┌─ INPUT MATERIAL

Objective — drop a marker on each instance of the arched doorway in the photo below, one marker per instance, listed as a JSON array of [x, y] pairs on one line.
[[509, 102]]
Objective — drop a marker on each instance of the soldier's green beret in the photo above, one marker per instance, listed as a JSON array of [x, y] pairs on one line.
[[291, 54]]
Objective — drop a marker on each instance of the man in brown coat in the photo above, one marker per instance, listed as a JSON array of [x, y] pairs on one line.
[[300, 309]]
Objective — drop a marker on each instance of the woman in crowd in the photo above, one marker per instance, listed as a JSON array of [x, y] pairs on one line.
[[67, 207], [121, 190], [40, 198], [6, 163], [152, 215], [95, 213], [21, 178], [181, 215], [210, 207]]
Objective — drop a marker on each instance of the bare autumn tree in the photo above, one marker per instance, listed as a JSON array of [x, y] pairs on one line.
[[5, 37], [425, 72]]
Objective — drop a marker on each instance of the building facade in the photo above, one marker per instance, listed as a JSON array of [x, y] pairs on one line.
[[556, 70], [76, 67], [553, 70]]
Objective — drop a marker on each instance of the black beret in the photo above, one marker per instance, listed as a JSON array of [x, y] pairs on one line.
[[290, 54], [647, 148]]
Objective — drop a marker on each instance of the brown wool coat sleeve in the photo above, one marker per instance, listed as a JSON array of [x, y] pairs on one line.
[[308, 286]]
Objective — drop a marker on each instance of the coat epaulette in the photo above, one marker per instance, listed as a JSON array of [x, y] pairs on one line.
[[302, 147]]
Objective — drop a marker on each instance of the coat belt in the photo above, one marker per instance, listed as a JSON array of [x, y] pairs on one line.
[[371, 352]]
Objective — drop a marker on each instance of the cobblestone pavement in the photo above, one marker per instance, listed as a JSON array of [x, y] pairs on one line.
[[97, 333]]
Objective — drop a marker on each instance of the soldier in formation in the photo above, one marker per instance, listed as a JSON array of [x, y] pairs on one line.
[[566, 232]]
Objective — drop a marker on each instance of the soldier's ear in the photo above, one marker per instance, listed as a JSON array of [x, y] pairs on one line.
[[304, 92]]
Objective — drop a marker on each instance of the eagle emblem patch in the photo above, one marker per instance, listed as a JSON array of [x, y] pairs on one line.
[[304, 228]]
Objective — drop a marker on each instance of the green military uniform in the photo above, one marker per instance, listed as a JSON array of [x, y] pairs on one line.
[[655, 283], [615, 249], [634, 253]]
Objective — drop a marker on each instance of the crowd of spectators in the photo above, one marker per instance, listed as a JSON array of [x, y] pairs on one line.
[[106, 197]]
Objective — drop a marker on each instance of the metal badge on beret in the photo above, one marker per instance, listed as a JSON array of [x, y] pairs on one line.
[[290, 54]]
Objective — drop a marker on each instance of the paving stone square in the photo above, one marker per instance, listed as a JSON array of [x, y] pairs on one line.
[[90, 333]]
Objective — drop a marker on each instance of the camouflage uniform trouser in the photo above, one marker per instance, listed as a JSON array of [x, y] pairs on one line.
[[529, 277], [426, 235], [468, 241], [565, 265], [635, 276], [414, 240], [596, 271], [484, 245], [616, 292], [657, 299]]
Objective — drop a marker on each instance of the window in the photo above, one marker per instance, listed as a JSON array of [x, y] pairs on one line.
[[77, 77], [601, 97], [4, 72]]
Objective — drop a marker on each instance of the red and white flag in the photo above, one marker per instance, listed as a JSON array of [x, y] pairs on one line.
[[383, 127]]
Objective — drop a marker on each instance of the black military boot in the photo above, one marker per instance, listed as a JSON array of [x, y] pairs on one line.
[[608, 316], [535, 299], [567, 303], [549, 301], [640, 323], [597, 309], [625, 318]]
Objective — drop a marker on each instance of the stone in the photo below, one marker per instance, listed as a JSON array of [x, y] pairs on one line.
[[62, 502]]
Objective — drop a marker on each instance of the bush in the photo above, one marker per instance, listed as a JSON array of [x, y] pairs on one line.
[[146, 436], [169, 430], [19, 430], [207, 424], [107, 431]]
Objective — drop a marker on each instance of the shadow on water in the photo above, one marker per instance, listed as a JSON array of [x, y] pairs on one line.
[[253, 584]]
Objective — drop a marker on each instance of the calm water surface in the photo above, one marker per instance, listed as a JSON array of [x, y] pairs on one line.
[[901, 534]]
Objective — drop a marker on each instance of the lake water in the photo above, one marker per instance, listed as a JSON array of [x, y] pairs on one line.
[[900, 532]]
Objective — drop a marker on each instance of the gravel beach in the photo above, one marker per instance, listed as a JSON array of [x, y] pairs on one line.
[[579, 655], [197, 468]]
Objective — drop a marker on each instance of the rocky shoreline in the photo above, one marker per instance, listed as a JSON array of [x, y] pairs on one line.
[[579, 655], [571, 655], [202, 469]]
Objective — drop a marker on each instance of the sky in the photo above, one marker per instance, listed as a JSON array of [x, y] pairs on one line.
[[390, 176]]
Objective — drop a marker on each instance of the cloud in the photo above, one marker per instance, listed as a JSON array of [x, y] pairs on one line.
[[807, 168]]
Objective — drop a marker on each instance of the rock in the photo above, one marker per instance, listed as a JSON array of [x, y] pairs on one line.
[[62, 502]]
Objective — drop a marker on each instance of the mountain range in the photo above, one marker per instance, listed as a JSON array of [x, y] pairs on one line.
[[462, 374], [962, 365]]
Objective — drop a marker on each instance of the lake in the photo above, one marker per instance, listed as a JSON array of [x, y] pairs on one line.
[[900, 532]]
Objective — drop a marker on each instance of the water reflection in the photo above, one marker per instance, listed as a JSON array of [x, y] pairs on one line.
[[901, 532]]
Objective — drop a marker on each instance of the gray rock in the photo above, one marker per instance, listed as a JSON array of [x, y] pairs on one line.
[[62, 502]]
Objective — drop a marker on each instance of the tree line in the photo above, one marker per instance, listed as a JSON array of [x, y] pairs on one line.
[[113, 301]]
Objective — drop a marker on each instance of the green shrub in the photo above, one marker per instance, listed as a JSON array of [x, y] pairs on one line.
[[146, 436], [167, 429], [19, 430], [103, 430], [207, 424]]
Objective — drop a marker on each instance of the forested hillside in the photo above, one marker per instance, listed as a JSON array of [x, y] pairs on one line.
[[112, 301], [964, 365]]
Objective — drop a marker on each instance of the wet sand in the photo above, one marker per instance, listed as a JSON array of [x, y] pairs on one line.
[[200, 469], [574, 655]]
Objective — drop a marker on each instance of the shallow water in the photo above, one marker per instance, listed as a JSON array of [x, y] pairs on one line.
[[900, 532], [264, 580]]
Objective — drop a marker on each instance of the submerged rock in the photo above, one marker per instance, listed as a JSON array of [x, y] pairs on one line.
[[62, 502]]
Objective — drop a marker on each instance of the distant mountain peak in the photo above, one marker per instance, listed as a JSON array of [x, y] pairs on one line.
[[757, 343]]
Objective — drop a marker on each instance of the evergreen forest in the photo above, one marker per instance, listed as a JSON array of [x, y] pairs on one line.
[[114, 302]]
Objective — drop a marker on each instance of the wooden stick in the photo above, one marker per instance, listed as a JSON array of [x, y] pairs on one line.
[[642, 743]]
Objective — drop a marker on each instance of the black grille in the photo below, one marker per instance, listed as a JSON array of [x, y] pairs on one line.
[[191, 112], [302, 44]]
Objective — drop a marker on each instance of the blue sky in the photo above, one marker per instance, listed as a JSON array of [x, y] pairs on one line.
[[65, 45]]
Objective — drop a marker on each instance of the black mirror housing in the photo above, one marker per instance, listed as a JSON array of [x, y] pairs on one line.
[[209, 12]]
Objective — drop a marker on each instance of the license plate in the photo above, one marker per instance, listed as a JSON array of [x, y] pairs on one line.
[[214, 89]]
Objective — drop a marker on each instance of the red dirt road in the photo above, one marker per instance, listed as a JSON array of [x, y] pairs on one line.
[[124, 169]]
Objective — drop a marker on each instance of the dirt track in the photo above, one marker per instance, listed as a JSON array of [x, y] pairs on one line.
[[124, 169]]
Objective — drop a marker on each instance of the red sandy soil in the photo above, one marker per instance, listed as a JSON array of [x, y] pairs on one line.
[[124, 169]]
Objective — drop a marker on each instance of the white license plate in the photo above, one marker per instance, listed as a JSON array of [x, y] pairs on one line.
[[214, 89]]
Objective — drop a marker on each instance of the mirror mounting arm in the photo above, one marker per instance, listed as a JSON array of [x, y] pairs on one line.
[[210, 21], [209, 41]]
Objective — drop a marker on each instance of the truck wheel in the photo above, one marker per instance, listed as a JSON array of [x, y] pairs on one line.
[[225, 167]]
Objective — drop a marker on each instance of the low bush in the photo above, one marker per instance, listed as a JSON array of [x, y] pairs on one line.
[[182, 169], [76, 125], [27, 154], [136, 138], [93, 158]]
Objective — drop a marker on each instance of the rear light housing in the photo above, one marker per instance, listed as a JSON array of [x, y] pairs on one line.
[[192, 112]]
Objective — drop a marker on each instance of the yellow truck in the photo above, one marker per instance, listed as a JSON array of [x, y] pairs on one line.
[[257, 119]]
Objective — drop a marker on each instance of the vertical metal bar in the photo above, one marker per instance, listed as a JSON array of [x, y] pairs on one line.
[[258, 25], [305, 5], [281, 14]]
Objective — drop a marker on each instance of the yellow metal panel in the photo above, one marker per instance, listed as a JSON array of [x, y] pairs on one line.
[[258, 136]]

└─

DIRECTIONS |
The lines wanted are those from the one holding "the yellow metal" through the final line of the listing; print them exactly.

TASK RESULT |
Objective — drop a marker on each instance of the yellow metal panel in the photo above, one marker per instance, listed as a JSON array of [x, y] pairs on one line.
[[258, 136]]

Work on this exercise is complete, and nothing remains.